● **Text passage**:

§

# Kyokushin-Kai



## 7starmantis (Jan 19, 2004)

I was invited to attend a tournament of this style and not having much knowledge on this system or Japanese arts in general, I did some research. I found allot, but after reading some of these threads, I thought you guys might be able to enlighten me even more. I read that they have differing competition rules and such from some of the other major karate systems. What makes them so different? I guess I'm just interested in knowing as much as possible about this system, any input would be appreciated. 
I'm not going to be competing in the event, but am really looking forward to watching the event, and learning about this system.

7sm


----------



## MJS (Jan 19, 2004)

I"m not an expert on this style, but I do know a little bit about it.  Mas Oyama is one of the better known people in this art.  Its a very traditional, ridgid system.  I've seen a tourny. with these guys fighting and it was intense!  No pads, full contact.  No punches to the head, but the kicks and knees were definately flying!

Doing a search online would probably get you some good results as well.

Mike


----------



## 7starmantis (Jan 19, 2004)

Yeah, I found alot of information online, but its always nice to hear from those who actually practice it as well.

7sm


----------



## Kempo Guy (Jan 20, 2004)

BTW, although Kyokushin utilizes the knockdown rules, the rules differ slightly depending on the Kyokushin organization. If you contact the organizers of the tournament they can probably provide you with the specifics...

KG


----------



## pknox (Jan 20, 2004)

§

● **Source excerpt**:

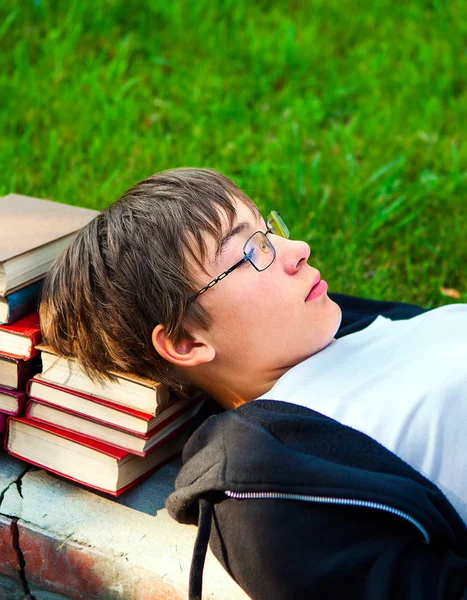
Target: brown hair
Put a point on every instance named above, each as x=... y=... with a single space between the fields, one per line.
x=128 y=270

§

● **Task statement**:
Please continue the Kyokushin-Kai forum thread, beginning with the post under the final pknox header.

● **Answer to the task**:
Good point.  After the death of Oyama, Kyokushinkai broke off into many splinter groups, including IKO, World Oyama, Ashihara and Enshin.  There were also some that broke off before his death, such as Seido Juku, run by Tadashi Nakamura and headquartered in NYC.  While all of them train full contact at some point in the training, and that is one of the things that Kyokushinkai and its offshoots is known for, there are subtle differences; some allow contact almost from day 1 (World Oyama), and some don't even let you spar at all until you have been training awhile, and ease you into the contact (Seido).  Different groups also train in different katas, with the Ashihara and Enshin groups training in more modern "fighting katas" that consist of two people.  Some groups train with weapons, and some don't.

This page does a pretty good job of listing the different Kyokushinkai offshoots.  I'm sure there are more than are listed here, but it is pretty comprehensive:

http://www.australiankyokushin.com/flavours.shtml


----------



## 7starmantis (Jan 20, 2004)

Thanks guys, for all your help. 
Have any of you heard of the Bushido Kia schools? They are basically an organization of school under one man. I believe their organization is ABKA. Yup, found their website, ABKA. Looks like they may be a christian organization. 

7sm


----------



## Kempo Guy (Jan 21, 2004)

Can't say I have heard of that organization. Sorry. 


Mr. PKnox,
I just wanted to let you know that Ashihara Karate actually was founded prior to Sosai Oyama's death (I believe it was founded in 1979). According to the Ashiharakaikan they resigned from the IKO at this time, while according to the IKO the late H. Ashihara was expelled... 

BTW, after Sosai's death the IKO splintered into four different IKO branches. From what I recall the main branch is headed by Matsui Sensei.

FWIW, Ashihara and Enshin tournaments (often called Sabaki tournaments) allows for one-handed grabs and sweeps, which is not the case with Kyokushin. I believe they also allow for off-line attack from the "blind side" of the opponent... It's been a while since I've been involved with Ashihara (and Kyokushin for that matter) so my memory may be a bit off. 

KG


----------



## pknox (Jan 21, 2004)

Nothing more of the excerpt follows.